**What to produce:**
From the line containing "568, row 165." down to the final line of the entries below, restate each line word for word and add nothing.

**Records to use:**
────────────────

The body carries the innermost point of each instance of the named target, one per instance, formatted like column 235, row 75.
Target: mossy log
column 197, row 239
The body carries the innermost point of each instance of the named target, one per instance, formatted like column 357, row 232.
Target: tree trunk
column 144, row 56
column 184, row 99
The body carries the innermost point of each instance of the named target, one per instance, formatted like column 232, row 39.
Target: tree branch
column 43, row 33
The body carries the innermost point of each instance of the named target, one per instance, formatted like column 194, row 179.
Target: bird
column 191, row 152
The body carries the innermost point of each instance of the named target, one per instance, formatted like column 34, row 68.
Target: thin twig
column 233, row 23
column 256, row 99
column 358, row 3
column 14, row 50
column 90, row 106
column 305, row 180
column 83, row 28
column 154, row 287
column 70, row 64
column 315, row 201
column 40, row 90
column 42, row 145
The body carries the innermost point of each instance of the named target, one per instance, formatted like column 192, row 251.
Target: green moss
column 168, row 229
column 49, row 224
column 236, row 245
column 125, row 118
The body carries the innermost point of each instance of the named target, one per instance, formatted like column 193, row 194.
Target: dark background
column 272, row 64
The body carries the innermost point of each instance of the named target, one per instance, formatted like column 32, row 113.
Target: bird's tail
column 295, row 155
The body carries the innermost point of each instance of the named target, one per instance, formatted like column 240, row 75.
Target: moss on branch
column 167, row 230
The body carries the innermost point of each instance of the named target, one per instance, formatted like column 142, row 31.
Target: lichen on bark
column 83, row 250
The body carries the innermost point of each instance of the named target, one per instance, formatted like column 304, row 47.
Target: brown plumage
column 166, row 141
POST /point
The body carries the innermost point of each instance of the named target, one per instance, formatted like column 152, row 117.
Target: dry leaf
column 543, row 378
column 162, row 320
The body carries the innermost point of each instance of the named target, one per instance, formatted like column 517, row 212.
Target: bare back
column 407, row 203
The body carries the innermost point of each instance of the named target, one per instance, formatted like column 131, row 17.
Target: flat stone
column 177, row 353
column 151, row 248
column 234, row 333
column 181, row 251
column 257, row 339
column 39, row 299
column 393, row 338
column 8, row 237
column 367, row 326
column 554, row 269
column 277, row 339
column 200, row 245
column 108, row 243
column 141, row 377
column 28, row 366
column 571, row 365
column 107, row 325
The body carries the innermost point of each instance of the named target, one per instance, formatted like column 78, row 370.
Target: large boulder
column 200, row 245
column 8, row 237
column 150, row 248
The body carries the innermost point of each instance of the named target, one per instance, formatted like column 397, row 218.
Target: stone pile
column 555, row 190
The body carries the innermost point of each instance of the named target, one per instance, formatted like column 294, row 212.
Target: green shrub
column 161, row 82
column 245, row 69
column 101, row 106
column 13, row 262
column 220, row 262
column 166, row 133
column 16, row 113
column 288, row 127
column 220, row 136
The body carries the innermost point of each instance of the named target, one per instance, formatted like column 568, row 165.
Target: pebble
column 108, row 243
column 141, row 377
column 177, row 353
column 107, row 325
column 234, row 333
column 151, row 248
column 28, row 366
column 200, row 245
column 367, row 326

────────────────

**Written answer:**
The body carries the innermost point of each instance of the named target, one per instance, formatted like column 568, row 165.
Target: pebble
column 108, row 243
column 141, row 377
column 177, row 353
column 107, row 325
column 234, row 333
column 151, row 248
column 28, row 366
column 200, row 245
column 367, row 326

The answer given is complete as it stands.